--- Records shown Enclosed Below ---

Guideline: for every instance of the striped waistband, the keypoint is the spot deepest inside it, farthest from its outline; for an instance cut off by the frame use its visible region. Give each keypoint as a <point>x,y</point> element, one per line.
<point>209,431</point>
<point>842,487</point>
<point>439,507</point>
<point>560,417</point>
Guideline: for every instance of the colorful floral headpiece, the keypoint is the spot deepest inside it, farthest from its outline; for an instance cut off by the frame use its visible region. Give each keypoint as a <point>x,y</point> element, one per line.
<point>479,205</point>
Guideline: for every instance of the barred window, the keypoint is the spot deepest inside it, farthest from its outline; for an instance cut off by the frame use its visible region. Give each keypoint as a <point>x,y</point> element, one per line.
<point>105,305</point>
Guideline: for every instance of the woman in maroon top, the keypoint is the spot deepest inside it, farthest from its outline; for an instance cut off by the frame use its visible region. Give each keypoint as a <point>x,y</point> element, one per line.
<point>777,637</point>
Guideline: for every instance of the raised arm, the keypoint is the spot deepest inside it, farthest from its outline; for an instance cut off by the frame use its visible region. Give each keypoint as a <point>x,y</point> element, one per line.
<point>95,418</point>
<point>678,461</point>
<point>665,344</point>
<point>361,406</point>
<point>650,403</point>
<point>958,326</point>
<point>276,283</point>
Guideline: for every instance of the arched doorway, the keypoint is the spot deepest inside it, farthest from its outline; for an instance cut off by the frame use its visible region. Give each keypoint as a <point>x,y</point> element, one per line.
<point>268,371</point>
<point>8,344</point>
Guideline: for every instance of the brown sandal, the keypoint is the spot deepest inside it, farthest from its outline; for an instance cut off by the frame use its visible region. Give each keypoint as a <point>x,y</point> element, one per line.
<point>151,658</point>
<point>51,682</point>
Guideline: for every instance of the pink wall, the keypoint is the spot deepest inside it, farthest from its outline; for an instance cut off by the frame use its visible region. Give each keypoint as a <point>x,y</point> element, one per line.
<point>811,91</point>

--- End of Enclosed Records shown ---

Work task. Copy exactly the lines from the one with "Guideline: for every instance of the brown" through the last line of the material, keeping both ends.

Answer box.
Guideline: for every instance of the brown sandal, the keypoint is the spot deepest inside it, farthest from its outline; for an instance cut off by the frame use its visible region. Give each keypoint as a <point>x,y</point> element, one per line.
<point>151,658</point>
<point>51,682</point>
Guideline: for every instance of the pink wall, the keypoint is the spot deepest inside it, farthest from its outline; for an instance cut off by the frame use its visible region. Give each keypoint as a <point>x,y</point> element, one per line.
<point>811,91</point>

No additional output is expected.